- Named-object pointing listing:
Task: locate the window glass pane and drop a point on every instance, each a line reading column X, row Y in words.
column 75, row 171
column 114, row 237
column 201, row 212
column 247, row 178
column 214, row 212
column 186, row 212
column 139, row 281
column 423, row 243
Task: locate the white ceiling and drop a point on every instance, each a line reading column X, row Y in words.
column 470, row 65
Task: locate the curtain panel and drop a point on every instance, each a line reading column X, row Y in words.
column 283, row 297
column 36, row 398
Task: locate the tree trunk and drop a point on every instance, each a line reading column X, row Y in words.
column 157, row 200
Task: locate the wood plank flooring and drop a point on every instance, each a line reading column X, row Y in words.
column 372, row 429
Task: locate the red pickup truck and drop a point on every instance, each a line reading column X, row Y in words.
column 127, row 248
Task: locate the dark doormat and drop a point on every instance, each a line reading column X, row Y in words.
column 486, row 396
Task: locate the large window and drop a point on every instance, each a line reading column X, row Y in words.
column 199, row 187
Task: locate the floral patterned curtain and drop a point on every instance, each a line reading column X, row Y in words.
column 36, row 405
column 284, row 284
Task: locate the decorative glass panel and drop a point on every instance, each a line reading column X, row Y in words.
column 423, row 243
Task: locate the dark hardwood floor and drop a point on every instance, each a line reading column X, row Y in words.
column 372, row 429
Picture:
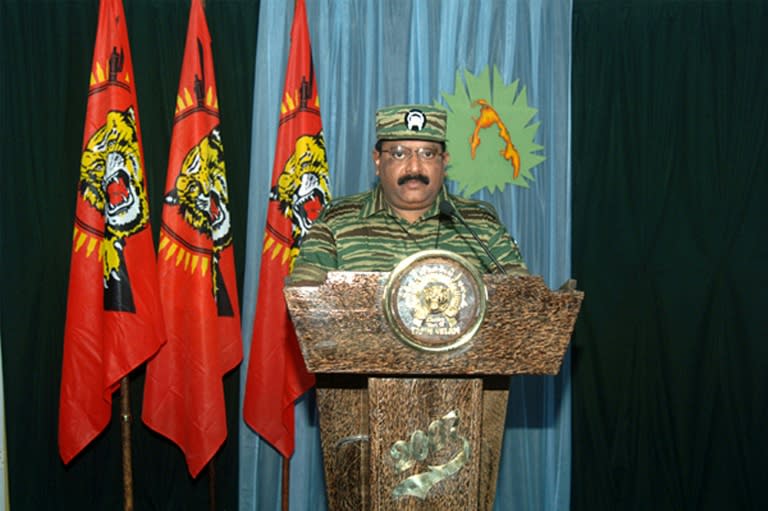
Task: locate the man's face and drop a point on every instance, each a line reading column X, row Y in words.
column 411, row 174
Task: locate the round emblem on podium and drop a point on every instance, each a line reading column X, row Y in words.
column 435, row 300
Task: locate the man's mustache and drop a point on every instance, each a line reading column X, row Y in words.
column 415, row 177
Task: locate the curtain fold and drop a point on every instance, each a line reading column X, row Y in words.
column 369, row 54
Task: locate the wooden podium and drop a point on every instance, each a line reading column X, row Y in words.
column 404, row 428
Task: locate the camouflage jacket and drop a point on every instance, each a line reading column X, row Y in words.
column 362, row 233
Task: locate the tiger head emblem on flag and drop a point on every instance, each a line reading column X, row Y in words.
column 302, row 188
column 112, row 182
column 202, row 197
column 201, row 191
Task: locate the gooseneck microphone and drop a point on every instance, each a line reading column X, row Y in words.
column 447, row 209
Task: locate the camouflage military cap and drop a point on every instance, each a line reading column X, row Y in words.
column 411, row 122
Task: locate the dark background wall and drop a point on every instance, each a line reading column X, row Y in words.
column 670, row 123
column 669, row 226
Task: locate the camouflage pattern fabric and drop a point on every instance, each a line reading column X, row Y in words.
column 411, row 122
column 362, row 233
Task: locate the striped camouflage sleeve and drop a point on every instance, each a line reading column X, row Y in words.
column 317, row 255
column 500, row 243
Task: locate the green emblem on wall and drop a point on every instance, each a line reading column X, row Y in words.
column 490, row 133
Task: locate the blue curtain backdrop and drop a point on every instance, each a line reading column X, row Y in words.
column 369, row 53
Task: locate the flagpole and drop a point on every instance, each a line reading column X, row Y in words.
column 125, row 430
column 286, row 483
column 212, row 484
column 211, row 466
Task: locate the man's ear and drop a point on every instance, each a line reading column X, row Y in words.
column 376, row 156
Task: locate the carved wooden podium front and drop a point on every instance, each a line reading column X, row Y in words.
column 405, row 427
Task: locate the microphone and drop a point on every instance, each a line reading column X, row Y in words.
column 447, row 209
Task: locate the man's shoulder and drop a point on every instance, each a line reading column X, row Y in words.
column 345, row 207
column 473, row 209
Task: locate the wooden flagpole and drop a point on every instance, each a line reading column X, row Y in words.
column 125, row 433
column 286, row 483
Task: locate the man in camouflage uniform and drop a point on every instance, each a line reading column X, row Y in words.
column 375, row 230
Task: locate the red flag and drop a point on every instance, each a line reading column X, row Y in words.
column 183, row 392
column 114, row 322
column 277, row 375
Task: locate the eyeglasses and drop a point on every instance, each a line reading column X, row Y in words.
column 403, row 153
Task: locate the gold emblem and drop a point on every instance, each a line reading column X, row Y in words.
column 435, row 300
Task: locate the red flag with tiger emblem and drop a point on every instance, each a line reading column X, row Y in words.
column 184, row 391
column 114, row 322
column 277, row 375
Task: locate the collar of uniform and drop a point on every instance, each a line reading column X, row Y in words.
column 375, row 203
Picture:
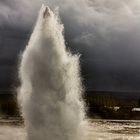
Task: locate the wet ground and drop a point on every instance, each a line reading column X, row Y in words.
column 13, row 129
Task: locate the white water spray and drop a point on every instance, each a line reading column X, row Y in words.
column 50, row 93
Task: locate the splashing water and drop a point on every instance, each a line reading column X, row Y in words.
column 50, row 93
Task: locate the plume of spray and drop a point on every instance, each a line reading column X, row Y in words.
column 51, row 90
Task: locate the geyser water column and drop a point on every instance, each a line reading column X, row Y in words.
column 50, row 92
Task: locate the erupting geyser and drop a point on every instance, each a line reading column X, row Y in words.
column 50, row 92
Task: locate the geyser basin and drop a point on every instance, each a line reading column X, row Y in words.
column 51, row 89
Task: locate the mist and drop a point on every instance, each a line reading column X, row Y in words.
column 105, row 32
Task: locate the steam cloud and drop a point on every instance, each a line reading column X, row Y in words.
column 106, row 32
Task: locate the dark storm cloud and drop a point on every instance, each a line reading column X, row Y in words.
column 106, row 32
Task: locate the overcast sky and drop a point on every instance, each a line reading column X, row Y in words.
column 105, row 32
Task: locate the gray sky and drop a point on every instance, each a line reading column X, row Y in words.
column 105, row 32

- Challenge: Copy out the lines of the listing exactly, starting at the line that contains "Task: locate the gray" and continuing through the end of the listing.

- Exercise result:
Task: locate the gray sky and drop a point on every instance, each a line reading column X, row Y in words.
column 105, row 32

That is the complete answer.